## CHALLENGE
Copy out each line of the listing below that contains the string "provide". Case counts.

## Records from a collection
· · · · · · ·

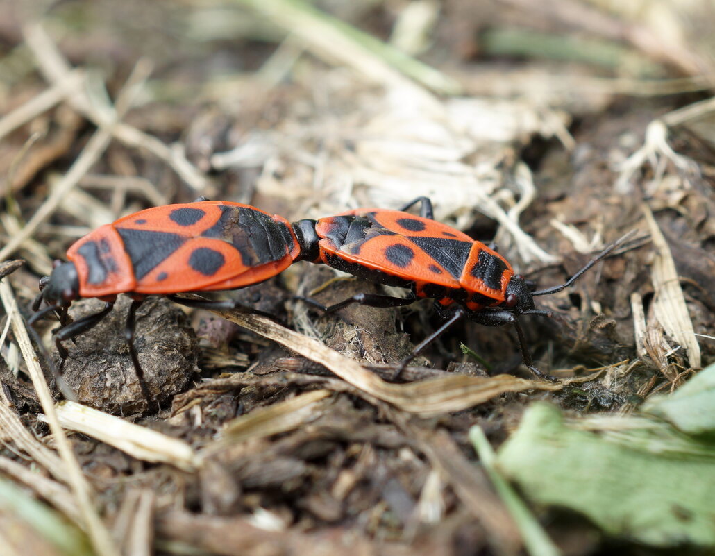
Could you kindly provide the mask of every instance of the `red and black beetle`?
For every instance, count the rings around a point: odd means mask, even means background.
[[[62,342],[96,326],[112,310],[117,294],[133,299],[125,337],[144,396],[149,399],[134,346],[137,309],[148,295],[166,295],[184,305],[230,309],[232,302],[177,297],[184,292],[235,289],[274,277],[310,256],[301,247],[302,229],[312,221],[291,224],[254,207],[227,201],[170,204],[147,209],[102,226],[67,250],[67,262],[55,262],[52,274],[40,279],[30,324],[56,312],[60,328],[54,338],[64,361]],[[106,302],[98,313],[67,323],[67,309],[80,297]],[[42,302],[48,307],[39,310]]]
[[[420,216],[405,212],[418,202]],[[433,299],[447,321],[415,348],[400,369],[449,327],[467,317],[487,326],[513,325],[524,364],[536,376],[555,380],[533,364],[518,317],[551,316],[548,311],[534,307],[533,297],[568,287],[620,242],[592,259],[565,284],[532,291],[524,277],[515,274],[493,247],[435,222],[433,214],[430,199],[418,197],[399,210],[356,209],[317,220],[312,241],[317,244],[320,260],[315,262],[371,282],[406,288],[410,295],[403,298],[358,294],[330,307],[303,300],[332,312],[352,303],[388,307],[408,305],[421,298]],[[304,247],[304,250],[309,253],[315,249]]]

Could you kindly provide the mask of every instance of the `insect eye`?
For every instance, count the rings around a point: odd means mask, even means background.
[[[72,288],[65,288],[62,290],[62,301],[69,303],[75,297],[74,291]]]

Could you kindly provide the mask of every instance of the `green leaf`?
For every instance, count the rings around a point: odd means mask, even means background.
[[[673,394],[649,398],[642,409],[683,432],[715,437],[715,364],[703,369]]]
[[[579,512],[611,535],[715,547],[713,446],[686,449],[691,439],[672,442],[682,435],[643,417],[580,421],[604,434],[568,426],[557,408],[534,404],[499,450],[498,468],[531,500]]]

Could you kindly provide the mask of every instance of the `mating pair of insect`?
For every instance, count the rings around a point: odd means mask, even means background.
[[[419,217],[406,212],[418,203]],[[112,310],[118,294],[128,294],[133,301],[125,336],[143,393],[149,399],[133,342],[137,309],[147,296],[164,295],[189,307],[230,309],[235,307],[232,302],[186,299],[175,294],[252,285],[307,260],[409,290],[405,297],[358,294],[330,307],[305,299],[325,312],[352,303],[393,307],[421,298],[435,300],[445,322],[402,362],[400,369],[452,324],[467,317],[487,326],[513,325],[524,364],[536,376],[555,380],[534,366],[519,317],[549,316],[548,311],[534,307],[533,297],[568,287],[618,243],[565,284],[533,291],[494,249],[435,222],[427,197],[418,197],[399,210],[356,209],[293,223],[249,205],[199,199],[140,211],[78,240],[67,251],[69,262],[56,262],[51,275],[41,279],[30,322],[57,314],[61,326],[54,338],[64,361],[67,351],[62,342],[94,327]],[[98,313],[68,323],[68,307],[80,297],[98,297],[106,304]],[[47,307],[40,309],[43,301]]]

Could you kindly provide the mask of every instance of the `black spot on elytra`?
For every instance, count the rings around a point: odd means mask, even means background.
[[[77,249],[77,253],[84,259],[87,264],[87,282],[89,284],[99,284],[107,279],[107,269],[102,264],[99,258],[99,248],[97,242],[87,242]]]
[[[179,226],[192,226],[199,222],[206,214],[201,209],[174,209],[169,217]]]
[[[398,226],[410,232],[422,232],[427,227],[424,222],[416,218],[398,218],[395,222]]]
[[[385,258],[395,267],[405,268],[415,258],[415,252],[406,245],[390,245],[385,249]]]
[[[226,262],[223,254],[208,247],[199,247],[189,257],[189,265],[204,276],[213,276]]]
[[[431,257],[453,278],[459,279],[469,258],[469,251],[473,245],[471,242],[422,236],[408,236],[407,239]]]
[[[255,209],[221,207],[221,217],[203,237],[227,242],[247,267],[280,261],[295,244],[290,227]]]
[[[186,241],[178,234],[151,232],[117,227],[124,250],[134,267],[134,277],[141,280]]]
[[[477,262],[469,272],[475,278],[481,279],[487,287],[501,289],[501,277],[506,268],[506,264],[498,257],[480,251]]]

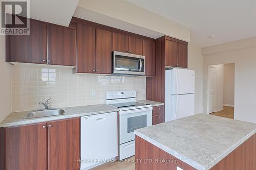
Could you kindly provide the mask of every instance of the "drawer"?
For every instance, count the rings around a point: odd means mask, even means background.
[[[152,125],[164,122],[164,114],[159,114],[152,117]]]
[[[164,105],[153,107],[152,116],[164,113]]]

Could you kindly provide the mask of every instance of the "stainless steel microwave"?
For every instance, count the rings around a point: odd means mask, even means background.
[[[113,74],[119,75],[145,75],[145,56],[113,52]]]

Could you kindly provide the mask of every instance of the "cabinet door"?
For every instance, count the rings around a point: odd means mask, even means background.
[[[48,64],[76,66],[76,31],[47,25]]]
[[[48,126],[48,170],[79,169],[80,118],[49,122]]]
[[[46,23],[30,19],[29,35],[6,36],[6,61],[47,63]]]
[[[129,53],[143,55],[143,40],[134,37],[129,37]]]
[[[145,75],[156,76],[156,43],[154,41],[143,40],[143,54],[145,56]]]
[[[117,33],[112,34],[112,51],[129,52],[129,36]]]
[[[5,129],[5,170],[47,169],[46,126],[42,123]]]
[[[96,29],[96,72],[112,73],[112,33],[102,29]]]
[[[178,43],[170,40],[165,40],[165,65],[178,66]]]
[[[178,44],[178,63],[179,67],[187,68],[187,45]]]
[[[77,23],[77,71],[95,73],[95,28]]]
[[[159,114],[152,116],[152,125],[161,124],[164,122],[164,114]]]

· · · · · · ·

## THE RESULT
Could you kindly provide the mask of every instance of the `red and black beetle`?
Could you kindly provide the mask of every instance of the `insect eye`?
Could you kindly provide the mask of every instance of the `green leaf`?
Could you kindly provide the mask of every instance of the `mating pair of insect`?
Could you kindly provide the mask of every instance of the `black spot on elytra`?
Could you kindly provide the mask of every instance of the "drawer"?
Could you kindly provide the mask of every instance of the "stainless steel microwave"?
Could you kindly provide the mask of every instance of the "cabinet door"?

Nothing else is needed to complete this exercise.